[start Material to process]
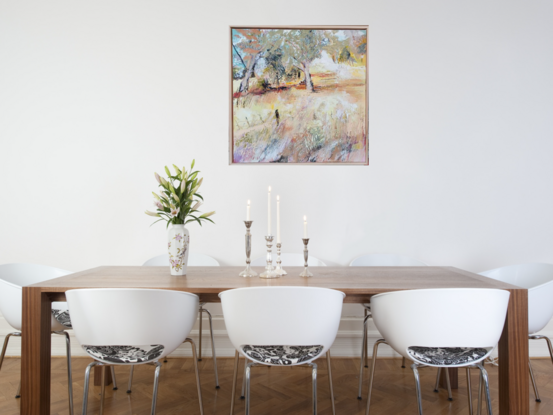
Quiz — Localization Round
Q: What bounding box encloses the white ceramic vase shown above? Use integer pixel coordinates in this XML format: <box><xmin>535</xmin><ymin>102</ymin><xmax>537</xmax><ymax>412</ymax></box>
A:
<box><xmin>167</xmin><ymin>225</ymin><xmax>190</xmax><ymax>275</ymax></box>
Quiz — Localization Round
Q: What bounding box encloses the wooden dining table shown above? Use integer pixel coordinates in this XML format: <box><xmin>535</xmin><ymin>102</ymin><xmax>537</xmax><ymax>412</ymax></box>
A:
<box><xmin>21</xmin><ymin>266</ymin><xmax>530</xmax><ymax>415</ymax></box>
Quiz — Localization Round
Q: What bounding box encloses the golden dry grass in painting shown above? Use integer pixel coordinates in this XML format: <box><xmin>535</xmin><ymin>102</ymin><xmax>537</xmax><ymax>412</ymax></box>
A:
<box><xmin>232</xmin><ymin>28</ymin><xmax>368</xmax><ymax>163</ymax></box>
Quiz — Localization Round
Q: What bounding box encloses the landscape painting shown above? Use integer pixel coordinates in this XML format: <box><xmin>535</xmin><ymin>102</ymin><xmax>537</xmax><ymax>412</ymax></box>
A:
<box><xmin>230</xmin><ymin>26</ymin><xmax>369</xmax><ymax>165</ymax></box>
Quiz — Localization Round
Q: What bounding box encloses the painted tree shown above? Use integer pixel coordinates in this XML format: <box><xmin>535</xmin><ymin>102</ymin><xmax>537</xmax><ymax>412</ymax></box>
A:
<box><xmin>232</xmin><ymin>29</ymin><xmax>279</xmax><ymax>92</ymax></box>
<box><xmin>282</xmin><ymin>30</ymin><xmax>334</xmax><ymax>92</ymax></box>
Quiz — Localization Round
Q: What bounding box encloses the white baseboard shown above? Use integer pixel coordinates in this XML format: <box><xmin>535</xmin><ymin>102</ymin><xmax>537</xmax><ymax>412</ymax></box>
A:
<box><xmin>0</xmin><ymin>315</ymin><xmax>553</xmax><ymax>357</ymax></box>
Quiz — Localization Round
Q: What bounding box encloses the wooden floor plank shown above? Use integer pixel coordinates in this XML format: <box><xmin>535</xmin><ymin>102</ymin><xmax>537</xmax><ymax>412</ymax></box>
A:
<box><xmin>0</xmin><ymin>358</ymin><xmax>553</xmax><ymax>415</ymax></box>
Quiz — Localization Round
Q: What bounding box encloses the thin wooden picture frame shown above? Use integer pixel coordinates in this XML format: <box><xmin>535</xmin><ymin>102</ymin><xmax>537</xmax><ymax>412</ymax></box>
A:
<box><xmin>228</xmin><ymin>25</ymin><xmax>369</xmax><ymax>166</ymax></box>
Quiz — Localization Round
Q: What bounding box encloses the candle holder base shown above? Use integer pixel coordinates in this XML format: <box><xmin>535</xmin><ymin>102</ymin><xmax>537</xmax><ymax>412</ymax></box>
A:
<box><xmin>300</xmin><ymin>267</ymin><xmax>313</xmax><ymax>278</ymax></box>
<box><xmin>259</xmin><ymin>269</ymin><xmax>280</xmax><ymax>279</ymax></box>
<box><xmin>239</xmin><ymin>264</ymin><xmax>257</xmax><ymax>277</ymax></box>
<box><xmin>275</xmin><ymin>265</ymin><xmax>288</xmax><ymax>276</ymax></box>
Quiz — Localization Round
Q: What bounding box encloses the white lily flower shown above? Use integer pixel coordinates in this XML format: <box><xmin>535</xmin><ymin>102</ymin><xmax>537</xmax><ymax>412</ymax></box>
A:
<box><xmin>171</xmin><ymin>206</ymin><xmax>180</xmax><ymax>218</ymax></box>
[end Material to process]
▶ [Task statement]: List every line in the records that contains the word "painting", copying each line in full. Only lines that match the word's upper and lower case exactly count.

▶ [Result of the task]:
Q: What bounding box encloses the golden dry grass in painting shown above? Use integer pixel coordinates in this XML format: <box><xmin>535</xmin><ymin>102</ymin><xmax>537</xmax><ymax>412</ymax></box>
Q: What bounding box encloses the landscape painting shown above? Use integer pixel coordinates in this XML format: <box><xmin>535</xmin><ymin>102</ymin><xmax>537</xmax><ymax>412</ymax></box>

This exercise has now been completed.